> ПРЕДЛОЖЕННЫЙ ОТРЫВОК:
□ □ □ □ □ □ □
Шрифт:
Интервал:
Закладка:
В городе жара. Вместо обеда прошу в портовом ресторане принести мне спаржу в память о моей единственной поездке в Испанию двадцать пять лет назад, когда я объедался спаржей. Это была еще дореволюционная Испания. В малюсеньком местечке под Мадридом — в Аренас-де-Сан-Педро, в комнатке с видом на старый замок с сотнями аистиных гнезд и сотнями летающих над замком аистов я познакомился с веселым старичком, деревенским священником, монархистом, который водил меня на долгие прогулки, и его другом, симпатичным торговцем вином, ярым республиканцем. Друзья все время обзывались: торговец называл священника «Распутини», а тот торговца «Ленино», какая же это была идиллия. Через пару лет Аренас-де-Сан-Педро то и дело фигурировал в новостях: там происходили кровавые революционные бои, убийства, зверства. Живы ли еще «Распутини» и «Ленино»?
На корабле знакомлюсь с немцем. Профессор С. едет в Бразилию, будет заведовать кафедрой. Он один и долгими часами лежит в шезлонге с книгами.
Пытаюсь делать наброски тушью и акварелью. Как легко при определенных если не умении, то сноровке выйти в тираж, повторяться и писать одни и те же акварели, сработанные все проще и оттого становящиеся все хуже и хуже, потому что более механические.
10 мая. — Читаю «Долину Иссы» Милоша, а из библиотеки взял Абеллио[199] «Heureux les pacifiques»[200]. Сны, как когда-то, двадцать пять лет назад, а Аренасе. После эпохи особенно бурной и многолюдной выставки капистов в Женеве я прожил пару недель один в глухой провинции. И тут меня захлестнула какая-то волна снов, как будто вся жизнь сосредоточилась в снах. Вот и сейчас: сны в основном бессмысленные, мрачные, повторяются мои собственные похороны, на которые я смотрю с полным безразличием. Может быть, это просто воспоминания о смерти пани Дильбиновой из «Долины Иссы», но С., мой новый знакомец-немец, которому я это рассказываю, слушает мои сны с неподдельным интересом, велит читать Юнга и комментирует сны о смерти так, что они якобы всегда означают какой-то конец и знак, что нужно начать жизнь заново, с чистого листа.
Проезжаем Гибралтар. Впервые виден берег Африки. Делаю акварельные наброски. Гибралтар с нескольких ракурсов, рисунки совершенно банальные, какие-то пустые, потом побережье Африки — подкрашенный рисунок, в этом есть тень игры и отголосок переживания, впрочем слабого. Смотрю на первых дельфинов, догоняющих корабль.
□ □ □ □ □ □ □
> НАБОР ЗАПИСЕЙ:
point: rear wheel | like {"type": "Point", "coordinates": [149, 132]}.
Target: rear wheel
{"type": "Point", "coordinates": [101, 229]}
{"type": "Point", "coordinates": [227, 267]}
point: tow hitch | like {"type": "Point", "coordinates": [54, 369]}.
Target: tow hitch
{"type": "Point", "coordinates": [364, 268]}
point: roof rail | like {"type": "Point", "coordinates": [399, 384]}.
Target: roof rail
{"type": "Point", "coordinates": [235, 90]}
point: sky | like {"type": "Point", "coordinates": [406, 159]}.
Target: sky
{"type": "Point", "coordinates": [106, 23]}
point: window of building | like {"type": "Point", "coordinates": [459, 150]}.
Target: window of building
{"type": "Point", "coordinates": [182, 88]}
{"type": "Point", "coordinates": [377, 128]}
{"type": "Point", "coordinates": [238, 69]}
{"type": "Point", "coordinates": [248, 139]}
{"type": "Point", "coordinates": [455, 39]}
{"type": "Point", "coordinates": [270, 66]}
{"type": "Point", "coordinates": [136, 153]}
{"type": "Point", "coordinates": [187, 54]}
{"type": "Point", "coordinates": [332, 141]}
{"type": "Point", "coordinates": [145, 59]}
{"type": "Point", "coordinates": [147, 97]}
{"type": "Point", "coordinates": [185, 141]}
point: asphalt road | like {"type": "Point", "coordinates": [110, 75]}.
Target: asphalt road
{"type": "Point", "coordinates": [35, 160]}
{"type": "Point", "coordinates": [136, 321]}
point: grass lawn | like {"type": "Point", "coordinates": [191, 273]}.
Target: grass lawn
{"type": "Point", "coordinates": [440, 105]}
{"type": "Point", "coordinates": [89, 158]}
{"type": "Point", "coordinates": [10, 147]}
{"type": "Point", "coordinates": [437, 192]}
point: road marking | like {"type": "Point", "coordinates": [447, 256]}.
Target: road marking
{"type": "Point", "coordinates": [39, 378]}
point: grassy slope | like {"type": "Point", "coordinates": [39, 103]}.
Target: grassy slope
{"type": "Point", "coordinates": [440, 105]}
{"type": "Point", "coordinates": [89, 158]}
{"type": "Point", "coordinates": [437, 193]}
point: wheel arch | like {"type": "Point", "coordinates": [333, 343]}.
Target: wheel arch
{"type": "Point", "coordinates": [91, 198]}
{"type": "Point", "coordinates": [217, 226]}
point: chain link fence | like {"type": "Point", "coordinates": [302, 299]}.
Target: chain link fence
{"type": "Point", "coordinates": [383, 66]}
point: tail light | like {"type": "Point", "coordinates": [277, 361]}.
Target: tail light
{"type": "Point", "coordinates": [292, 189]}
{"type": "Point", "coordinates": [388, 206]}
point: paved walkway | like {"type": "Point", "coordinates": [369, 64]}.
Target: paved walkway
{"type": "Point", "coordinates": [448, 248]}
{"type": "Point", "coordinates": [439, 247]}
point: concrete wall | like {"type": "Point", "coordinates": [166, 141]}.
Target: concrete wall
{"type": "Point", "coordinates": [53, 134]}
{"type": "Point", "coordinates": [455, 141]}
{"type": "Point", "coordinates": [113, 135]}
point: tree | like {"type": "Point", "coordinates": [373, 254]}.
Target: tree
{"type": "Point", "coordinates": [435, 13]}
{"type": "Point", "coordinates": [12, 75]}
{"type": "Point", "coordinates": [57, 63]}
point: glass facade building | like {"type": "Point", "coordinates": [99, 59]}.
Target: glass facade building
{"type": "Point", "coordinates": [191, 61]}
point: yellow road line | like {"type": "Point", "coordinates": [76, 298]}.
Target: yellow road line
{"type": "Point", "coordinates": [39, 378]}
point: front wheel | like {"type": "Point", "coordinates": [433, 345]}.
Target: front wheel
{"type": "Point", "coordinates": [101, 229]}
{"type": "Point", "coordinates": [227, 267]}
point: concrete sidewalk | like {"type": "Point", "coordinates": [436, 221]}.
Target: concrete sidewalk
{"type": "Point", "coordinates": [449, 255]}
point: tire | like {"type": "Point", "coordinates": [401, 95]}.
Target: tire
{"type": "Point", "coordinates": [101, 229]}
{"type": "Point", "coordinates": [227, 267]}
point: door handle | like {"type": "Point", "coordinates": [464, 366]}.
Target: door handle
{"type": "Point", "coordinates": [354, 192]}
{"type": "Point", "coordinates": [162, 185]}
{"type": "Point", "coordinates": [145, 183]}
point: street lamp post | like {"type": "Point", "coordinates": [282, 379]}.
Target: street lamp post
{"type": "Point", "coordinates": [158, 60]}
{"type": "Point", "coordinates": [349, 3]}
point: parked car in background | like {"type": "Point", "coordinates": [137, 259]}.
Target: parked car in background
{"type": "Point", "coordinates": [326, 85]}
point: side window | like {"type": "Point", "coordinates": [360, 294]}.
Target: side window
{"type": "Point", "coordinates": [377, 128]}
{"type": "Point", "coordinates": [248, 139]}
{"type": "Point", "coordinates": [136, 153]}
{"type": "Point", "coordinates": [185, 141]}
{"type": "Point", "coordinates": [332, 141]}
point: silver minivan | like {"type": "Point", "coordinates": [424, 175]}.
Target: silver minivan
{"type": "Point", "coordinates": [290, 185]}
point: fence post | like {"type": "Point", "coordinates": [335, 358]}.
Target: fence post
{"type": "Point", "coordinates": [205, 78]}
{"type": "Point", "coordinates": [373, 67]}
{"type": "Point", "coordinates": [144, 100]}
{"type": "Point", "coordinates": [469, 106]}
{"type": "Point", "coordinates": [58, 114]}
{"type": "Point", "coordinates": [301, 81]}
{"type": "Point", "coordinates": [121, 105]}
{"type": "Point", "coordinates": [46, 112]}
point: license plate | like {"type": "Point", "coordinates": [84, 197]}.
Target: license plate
□ □ □ □ □ □ □
> ПИСЬМЕННЫЕ ЗАДАНИЯ:
(A) Воспроизведите без изменений участок отрывка от слов «На корабле знакомлюсь» до слов «что более механические.» включительно.
(B) Ответьте на вопросы по отрывку:
(i) Куда едет профессор С. и какую должность он будет там занимать?
(ii) Каким прозвищем торговец вином называл священника?
(iii) Какая книга Милоша названа в записи от 10 мая?
Для выполнения опирайтесь исключительно на отрывок.

> ОТВЕТЫ НА ЗАДАНИЯ:
(A)
На корабле знакомлюсь с немцем. Профессор С. едет в Бразилию, будет заведовать кафедрой. Он один и долгими часами лежит в шезлонге с книгами.
Пытаюсь делать наброски тушью и акварелью. Как легко при определенных если не умении, то сноровке выйти в тираж, повторяться и писать одни и те же акварели, сработанные все проще и оттого становящиеся все хуже и хуже, потому что более механические.

(B)
(i) В Бразилию; он будет заведовать кафедрой.
(ii) «Распутини».
(iii) «Долина Иссы».